TASK DIRECTIONS: You are asked to copy the entire listing exactly, apart from its pictures.

RECORDS FOR THIS EXERCISE:
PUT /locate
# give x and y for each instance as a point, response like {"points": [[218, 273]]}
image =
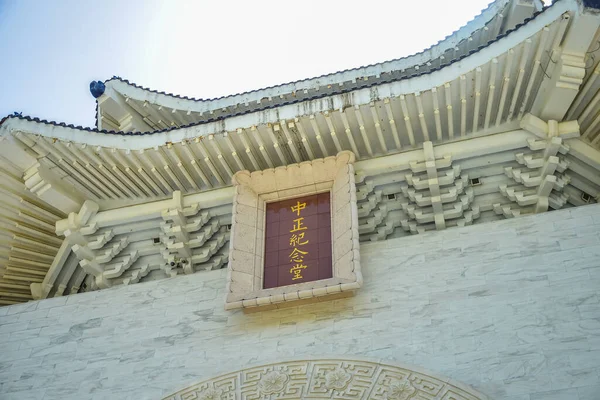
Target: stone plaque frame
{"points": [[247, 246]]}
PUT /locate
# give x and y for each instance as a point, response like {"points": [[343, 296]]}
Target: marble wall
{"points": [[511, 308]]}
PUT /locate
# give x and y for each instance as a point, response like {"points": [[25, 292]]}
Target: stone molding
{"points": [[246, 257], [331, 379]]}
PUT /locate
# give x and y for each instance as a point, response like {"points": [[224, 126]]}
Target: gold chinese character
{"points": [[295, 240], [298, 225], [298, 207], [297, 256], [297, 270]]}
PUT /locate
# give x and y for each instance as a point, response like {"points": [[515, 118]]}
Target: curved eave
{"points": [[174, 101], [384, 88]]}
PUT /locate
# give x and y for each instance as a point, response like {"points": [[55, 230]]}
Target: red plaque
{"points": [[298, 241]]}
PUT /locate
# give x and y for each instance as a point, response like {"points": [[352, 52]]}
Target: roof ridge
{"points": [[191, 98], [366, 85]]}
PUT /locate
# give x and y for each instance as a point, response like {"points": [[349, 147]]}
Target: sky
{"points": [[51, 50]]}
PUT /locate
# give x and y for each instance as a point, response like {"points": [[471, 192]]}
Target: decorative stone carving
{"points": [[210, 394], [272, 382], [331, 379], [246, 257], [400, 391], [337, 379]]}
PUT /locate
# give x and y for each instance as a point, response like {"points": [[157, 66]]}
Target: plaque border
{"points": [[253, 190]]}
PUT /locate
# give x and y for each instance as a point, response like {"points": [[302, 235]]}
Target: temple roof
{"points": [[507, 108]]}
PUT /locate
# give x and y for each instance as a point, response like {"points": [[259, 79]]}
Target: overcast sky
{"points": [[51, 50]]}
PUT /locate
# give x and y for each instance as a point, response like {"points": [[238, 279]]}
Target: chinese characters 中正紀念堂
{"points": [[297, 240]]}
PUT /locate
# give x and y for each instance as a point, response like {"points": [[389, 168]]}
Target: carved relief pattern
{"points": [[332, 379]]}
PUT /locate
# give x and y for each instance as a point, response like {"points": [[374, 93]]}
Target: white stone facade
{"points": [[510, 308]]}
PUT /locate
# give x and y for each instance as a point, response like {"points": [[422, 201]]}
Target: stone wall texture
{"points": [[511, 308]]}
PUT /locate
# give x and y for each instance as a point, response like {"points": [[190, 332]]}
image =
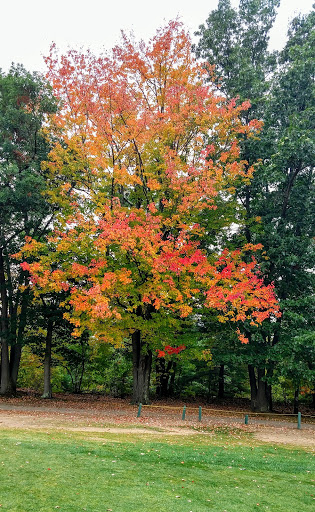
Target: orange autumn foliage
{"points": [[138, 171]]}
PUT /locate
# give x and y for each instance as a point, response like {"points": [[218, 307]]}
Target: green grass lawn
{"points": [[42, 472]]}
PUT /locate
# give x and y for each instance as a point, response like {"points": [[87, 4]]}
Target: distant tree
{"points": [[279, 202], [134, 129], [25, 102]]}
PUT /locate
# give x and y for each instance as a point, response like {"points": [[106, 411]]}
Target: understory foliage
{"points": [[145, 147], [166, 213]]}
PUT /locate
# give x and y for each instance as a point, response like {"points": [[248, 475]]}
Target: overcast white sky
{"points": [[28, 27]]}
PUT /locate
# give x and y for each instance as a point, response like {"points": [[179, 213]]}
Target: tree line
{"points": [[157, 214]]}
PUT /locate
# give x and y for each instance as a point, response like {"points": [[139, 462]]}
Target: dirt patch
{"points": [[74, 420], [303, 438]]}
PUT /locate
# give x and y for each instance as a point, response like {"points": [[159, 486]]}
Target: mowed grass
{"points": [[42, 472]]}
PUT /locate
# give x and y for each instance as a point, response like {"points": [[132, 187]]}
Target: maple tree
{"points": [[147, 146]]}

FINISHED TASK:
PUT /locate
# give x and y for each instance as a point, response like {"points": [[218, 273]]}
image =
Target: stone plaque frame
{"points": [[247, 246]]}
PUT /locate
# give x and y for each instance as a point, response like {"points": [[343, 296]]}
Target: marble wall
{"points": [[511, 308]]}
PUT /locate
# give x and y for each instance as a point, response like {"points": [[25, 292]]}
Target: stone molding
{"points": [[246, 257], [331, 379]]}
PUT /locate
# give x and y for each instance as a point, response like {"points": [[224, 126]]}
Target: gold chinese character
{"points": [[295, 240], [298, 225], [298, 207], [297, 256], [297, 270]]}
PUT /locate
# give x and y for each instance as a point, response like {"points": [[515, 118]]}
Target: curved eave
{"points": [[174, 101], [384, 88]]}
PUT /locate
# give x and y for each instance as a point, response like {"points": [[55, 230]]}
Target: red plaque
{"points": [[298, 241]]}
PUT /locate
# give x and y for each instance as a point, response like {"points": [[352, 52]]}
Target: roof ridge
{"points": [[191, 98], [366, 85]]}
PUT /locate
# give x and y for each instance as a point, response like {"points": [[349, 147]]}
Target: sky
{"points": [[51, 50]]}
PUT /locate
# give x and y for each instance as a point, response like {"points": [[471, 192]]}
Target: decorative stone carving
{"points": [[210, 394], [272, 382], [331, 379], [246, 257], [400, 391], [337, 379]]}
PUT /locate
# give x and y for each instance as a point, response like {"points": [[157, 66]]}
Target: plaque border
{"points": [[253, 190]]}
PUT /locate
# give x and y for each instance as a point, response like {"points": [[302, 235]]}
Target: temple roof
{"points": [[507, 108]]}
PUT /locate
# give x and y for each instance as a point, response like {"points": [[259, 79]]}
Target: overcast sky
{"points": [[51, 50]]}
PUT /locate
# give x and y for each instance as a point, response like {"points": [[238, 279]]}
Target: chinese characters 中正紀念堂
{"points": [[297, 240]]}
PUT /locate
# give x and y for each instance as a point, response like {"points": [[389, 168]]}
Target: carved relief pattern
{"points": [[332, 379]]}
PUT /locate
# give x and y for each instance as a point, response like {"points": [[374, 93]]}
Target: white stone facade
{"points": [[510, 308]]}
PUT /locate
# give x and y for each instance as a point, response like {"points": [[422, 201]]}
Target: stone wall texture
{"points": [[511, 308]]}
PUT /locate
# give x and y for each instance as a point, response like {"points": [[190, 332]]}
image =
Target: orange autumn foliage
{"points": [[138, 171]]}
PUT /locate
# give x and y for each instance as a point, response like {"points": [[218, 307]]}
Target: green grass lawn
{"points": [[42, 472]]}
PUT /locate
# give x and y for each instance as a point, response like {"points": [[87, 4]]}
Target: distant tree
{"points": [[279, 202], [134, 129], [25, 102]]}
PUT /locate
# give x and y for each instance as a point, response like {"points": [[106, 411]]}
Target: understory foliage
{"points": [[145, 147], [166, 213]]}
PUT /locate
# give x and y for each instance as a point, response like {"points": [[248, 475]]}
Target: overcast white sky
{"points": [[28, 27]]}
PUT /locate
# give x and y for each instance as a point, response like {"points": [[179, 213]]}
Target: tree line
{"points": [[157, 214]]}
PUT /locate
# give x and y for each instance as a point, response like {"points": [[139, 462]]}
Target: dirt patch
{"points": [[74, 420], [303, 438]]}
PUT /locate
# give x and y for each instance as a point, response like {"points": [[159, 486]]}
Target: mowed grass
{"points": [[42, 472]]}
PUT /locate
# give x and y for each instance as a point, response like {"points": [[132, 187]]}
Target: maple tree
{"points": [[147, 146]]}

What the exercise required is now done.